## What is required
Repeat the following data word for word, keeping every line unchanged.

## Dataset content
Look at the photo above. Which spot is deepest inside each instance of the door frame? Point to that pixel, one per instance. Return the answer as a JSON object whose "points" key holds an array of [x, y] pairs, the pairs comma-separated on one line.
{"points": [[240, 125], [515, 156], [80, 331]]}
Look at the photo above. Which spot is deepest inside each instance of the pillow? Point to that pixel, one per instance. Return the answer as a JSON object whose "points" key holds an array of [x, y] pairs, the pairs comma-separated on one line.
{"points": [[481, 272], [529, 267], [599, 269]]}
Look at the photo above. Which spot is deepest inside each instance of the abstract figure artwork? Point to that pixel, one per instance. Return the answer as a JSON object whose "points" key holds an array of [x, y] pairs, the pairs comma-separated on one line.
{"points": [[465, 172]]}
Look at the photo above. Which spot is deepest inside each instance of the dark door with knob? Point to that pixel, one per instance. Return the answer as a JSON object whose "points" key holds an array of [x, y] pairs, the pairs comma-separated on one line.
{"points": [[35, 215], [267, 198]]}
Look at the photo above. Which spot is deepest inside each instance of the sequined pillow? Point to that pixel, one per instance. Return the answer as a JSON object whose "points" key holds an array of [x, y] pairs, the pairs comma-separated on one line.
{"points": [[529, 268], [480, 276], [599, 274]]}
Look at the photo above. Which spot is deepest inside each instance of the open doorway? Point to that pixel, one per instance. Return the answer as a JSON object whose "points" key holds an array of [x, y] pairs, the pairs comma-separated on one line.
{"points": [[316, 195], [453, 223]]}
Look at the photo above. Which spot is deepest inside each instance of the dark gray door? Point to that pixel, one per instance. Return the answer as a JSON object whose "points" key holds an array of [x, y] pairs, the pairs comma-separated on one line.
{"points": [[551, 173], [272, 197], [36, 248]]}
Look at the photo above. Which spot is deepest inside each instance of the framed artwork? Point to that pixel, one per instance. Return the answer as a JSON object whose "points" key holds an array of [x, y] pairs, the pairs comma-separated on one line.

## Response to this task
Look at the photo above. Which spot is deepest inside each instance of the door frame? Point to that pixel, one per instance. Return the answer as a JSON object whose "points" key holds an array of [x, y] pairs, the pairs comma-separated on one line.
{"points": [[240, 125], [515, 156], [80, 331]]}
Look at the photo above. Which spot is deepest inside each instance of the pillow? Point to that pixel, one per instance. Return the answer as a JSON object whose "points" key holds an array of [x, y] pairs, the pairs comma-separated on one line.
{"points": [[481, 272], [529, 267], [599, 269]]}
Look at the photo above. Which spot is deepest inside each instance of the abstract figure artwork? Point to that pixel, one per instance. Return the answer as a JSON object whose "points" key holds an array of [x, y] pairs, the pairs comma-separated on one line.
{"points": [[465, 172]]}
Look at the photo above. Which spot is deepest inside each instance of the dark door with knob? Point to that pixel, one per instance. Return the answer as a JSON object whose "points" key holds an array of [x, y] pairs, the pairs comma-separated on one line.
{"points": [[35, 215], [267, 198]]}
Look at the photo above. Which spot is deepest inside each instance of the sequined pillow? Point to that pixel, one per instance. Return the answer as a JSON object whose "points" key holds an array of [x, y] pairs, the pairs comma-separated on one line.
{"points": [[529, 268], [480, 276], [599, 274]]}
Look at the photo above. Which spot is deepest inside each instance of the open doorway? Point to that pixel, one per instance. Return the answer as a JSON object whose "points" key holds an array of [x, y] pairs, the pairs comma-separated on one line.
{"points": [[316, 195], [453, 223]]}
Look at the photo above. Which spot is deepest inside each instance of the dark gray door? Point to that pixel, one per instance. Return the answer as a JSON object whose "points" key holds an array of [x, y] pairs, the pairs comma-separated on one line.
{"points": [[551, 173], [272, 197], [36, 248]]}
Look at the photo above. Which spot is deepest inside each instance of the framed artwork? Point to that pixel, one per instance. Return the answer as a JSON object whose "points" key holds an array of [x, y] pairs, the pairs comma-separated on one line.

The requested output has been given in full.